[Saved entries]
.....
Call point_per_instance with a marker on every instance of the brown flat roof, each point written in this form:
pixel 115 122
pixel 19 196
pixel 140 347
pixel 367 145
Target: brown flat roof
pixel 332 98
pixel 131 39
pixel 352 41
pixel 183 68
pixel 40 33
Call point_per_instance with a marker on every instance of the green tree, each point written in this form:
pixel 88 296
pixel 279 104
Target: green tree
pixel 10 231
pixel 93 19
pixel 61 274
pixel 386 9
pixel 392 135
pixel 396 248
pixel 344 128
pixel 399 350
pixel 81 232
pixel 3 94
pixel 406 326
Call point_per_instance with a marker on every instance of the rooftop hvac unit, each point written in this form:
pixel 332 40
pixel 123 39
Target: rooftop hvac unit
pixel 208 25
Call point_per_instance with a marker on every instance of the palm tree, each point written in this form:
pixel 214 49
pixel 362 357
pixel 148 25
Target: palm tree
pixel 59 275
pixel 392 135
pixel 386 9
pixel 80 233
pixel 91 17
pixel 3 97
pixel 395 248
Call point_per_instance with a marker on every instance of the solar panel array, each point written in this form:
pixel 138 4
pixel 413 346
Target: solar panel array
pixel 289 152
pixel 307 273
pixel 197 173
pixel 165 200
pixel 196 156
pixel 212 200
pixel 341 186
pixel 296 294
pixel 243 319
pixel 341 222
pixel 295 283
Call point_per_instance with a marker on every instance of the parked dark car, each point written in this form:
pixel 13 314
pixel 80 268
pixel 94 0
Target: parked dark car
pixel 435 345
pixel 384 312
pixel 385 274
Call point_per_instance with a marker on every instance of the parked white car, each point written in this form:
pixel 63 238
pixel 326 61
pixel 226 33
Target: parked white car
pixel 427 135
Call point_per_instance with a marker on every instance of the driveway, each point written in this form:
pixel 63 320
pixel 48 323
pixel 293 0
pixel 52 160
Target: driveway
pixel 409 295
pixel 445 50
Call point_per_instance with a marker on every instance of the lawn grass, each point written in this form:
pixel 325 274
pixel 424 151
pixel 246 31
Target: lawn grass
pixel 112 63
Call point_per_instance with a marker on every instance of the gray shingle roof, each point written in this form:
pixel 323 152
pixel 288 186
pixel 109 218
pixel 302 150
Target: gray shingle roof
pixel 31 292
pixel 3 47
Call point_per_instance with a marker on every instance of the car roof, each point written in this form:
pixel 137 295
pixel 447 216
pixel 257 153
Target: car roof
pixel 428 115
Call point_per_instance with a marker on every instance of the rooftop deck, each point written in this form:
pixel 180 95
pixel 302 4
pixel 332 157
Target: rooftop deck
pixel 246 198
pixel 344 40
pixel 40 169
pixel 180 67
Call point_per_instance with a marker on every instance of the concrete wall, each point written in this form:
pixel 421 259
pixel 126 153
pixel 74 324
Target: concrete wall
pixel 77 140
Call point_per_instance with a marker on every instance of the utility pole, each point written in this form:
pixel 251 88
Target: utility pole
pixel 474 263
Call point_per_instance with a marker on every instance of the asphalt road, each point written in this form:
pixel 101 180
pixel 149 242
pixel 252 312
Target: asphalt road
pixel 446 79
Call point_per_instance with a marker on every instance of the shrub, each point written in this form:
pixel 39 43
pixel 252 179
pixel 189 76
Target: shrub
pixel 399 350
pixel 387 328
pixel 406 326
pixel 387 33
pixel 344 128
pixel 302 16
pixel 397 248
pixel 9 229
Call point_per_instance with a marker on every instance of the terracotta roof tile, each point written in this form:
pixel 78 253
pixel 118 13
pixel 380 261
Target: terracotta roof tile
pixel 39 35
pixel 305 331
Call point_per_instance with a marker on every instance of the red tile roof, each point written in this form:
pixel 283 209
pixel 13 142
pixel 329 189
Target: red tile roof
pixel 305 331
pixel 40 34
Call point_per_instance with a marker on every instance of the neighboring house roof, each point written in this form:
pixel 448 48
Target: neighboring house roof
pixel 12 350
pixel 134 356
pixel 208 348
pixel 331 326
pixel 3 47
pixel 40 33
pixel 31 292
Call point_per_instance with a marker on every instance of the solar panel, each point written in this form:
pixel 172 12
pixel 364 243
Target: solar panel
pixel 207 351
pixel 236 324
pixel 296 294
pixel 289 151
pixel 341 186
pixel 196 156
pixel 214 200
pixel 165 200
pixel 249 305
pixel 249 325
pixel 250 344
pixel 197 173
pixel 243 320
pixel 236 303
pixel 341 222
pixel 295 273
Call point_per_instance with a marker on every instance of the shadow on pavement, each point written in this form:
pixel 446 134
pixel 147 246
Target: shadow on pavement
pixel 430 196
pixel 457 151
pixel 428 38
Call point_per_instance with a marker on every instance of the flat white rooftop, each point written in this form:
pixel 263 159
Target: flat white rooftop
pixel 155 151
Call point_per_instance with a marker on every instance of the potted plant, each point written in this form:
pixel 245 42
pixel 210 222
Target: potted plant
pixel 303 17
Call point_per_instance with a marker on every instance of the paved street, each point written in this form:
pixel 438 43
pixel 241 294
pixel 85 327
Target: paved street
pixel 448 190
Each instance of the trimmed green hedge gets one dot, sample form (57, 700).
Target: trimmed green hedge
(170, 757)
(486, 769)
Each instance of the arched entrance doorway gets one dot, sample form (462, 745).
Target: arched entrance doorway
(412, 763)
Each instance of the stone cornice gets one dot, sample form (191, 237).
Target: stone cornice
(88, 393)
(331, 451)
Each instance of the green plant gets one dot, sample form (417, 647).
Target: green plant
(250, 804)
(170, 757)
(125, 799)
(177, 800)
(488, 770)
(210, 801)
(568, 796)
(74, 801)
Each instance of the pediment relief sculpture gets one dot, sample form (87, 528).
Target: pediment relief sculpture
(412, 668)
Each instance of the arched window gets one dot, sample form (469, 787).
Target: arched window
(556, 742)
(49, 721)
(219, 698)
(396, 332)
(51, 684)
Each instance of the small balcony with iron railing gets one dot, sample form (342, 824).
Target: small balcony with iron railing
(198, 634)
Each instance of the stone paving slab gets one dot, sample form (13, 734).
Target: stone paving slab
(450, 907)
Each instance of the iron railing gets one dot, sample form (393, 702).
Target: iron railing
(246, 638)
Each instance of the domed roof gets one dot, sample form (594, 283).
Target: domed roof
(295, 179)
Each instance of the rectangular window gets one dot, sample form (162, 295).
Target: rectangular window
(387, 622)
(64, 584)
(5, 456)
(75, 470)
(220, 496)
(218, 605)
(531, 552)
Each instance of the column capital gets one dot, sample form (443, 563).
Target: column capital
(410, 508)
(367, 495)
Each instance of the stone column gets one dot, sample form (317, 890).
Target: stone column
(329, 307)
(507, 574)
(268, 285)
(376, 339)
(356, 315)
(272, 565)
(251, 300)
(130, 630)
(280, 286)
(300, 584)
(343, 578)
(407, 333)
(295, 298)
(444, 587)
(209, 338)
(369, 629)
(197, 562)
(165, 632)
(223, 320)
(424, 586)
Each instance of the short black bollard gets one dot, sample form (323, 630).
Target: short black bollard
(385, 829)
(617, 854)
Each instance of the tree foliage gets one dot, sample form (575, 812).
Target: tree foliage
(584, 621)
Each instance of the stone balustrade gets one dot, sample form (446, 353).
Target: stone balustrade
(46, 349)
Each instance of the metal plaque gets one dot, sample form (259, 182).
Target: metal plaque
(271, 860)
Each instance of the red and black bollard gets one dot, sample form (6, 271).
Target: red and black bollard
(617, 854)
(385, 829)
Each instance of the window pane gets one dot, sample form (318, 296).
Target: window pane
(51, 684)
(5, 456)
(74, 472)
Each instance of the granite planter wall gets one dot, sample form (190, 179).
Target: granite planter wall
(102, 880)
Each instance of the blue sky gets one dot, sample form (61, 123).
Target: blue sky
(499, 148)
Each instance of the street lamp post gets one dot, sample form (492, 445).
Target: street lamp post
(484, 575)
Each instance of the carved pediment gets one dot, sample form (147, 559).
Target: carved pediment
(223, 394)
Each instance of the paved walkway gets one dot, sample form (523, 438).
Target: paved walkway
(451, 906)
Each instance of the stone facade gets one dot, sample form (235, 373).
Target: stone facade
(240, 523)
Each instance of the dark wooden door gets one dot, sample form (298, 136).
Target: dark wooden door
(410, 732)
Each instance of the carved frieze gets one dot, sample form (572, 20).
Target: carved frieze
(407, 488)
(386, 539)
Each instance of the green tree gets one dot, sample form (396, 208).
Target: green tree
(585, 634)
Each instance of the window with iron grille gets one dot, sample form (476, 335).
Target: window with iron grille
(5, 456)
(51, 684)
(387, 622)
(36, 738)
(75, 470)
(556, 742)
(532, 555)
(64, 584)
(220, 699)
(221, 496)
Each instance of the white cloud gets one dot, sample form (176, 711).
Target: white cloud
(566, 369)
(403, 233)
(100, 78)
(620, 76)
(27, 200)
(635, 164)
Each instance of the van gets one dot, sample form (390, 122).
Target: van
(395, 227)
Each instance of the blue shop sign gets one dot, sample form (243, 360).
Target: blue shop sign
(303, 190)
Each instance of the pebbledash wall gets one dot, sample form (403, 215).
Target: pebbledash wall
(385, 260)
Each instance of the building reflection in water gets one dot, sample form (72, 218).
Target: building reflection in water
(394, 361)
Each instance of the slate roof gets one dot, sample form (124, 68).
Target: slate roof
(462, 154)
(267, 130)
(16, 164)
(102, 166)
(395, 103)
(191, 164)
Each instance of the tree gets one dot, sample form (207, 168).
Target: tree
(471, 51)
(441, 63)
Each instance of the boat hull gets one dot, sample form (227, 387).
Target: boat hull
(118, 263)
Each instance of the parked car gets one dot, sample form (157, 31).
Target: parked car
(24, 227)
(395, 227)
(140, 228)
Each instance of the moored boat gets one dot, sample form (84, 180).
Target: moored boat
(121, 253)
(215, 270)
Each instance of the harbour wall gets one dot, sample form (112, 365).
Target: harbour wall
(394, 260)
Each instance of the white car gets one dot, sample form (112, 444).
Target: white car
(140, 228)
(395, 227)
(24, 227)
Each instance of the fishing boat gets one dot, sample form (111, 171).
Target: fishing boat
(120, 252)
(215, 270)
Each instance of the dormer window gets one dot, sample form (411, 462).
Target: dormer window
.....
> PROBLEM
Which lines hold the string "dormer"? Copy all of them from the data above.

> ANSWER FOR THE TASK
Each instance of the dormer window gets one dot, sample form (411, 462).
Target: dormer window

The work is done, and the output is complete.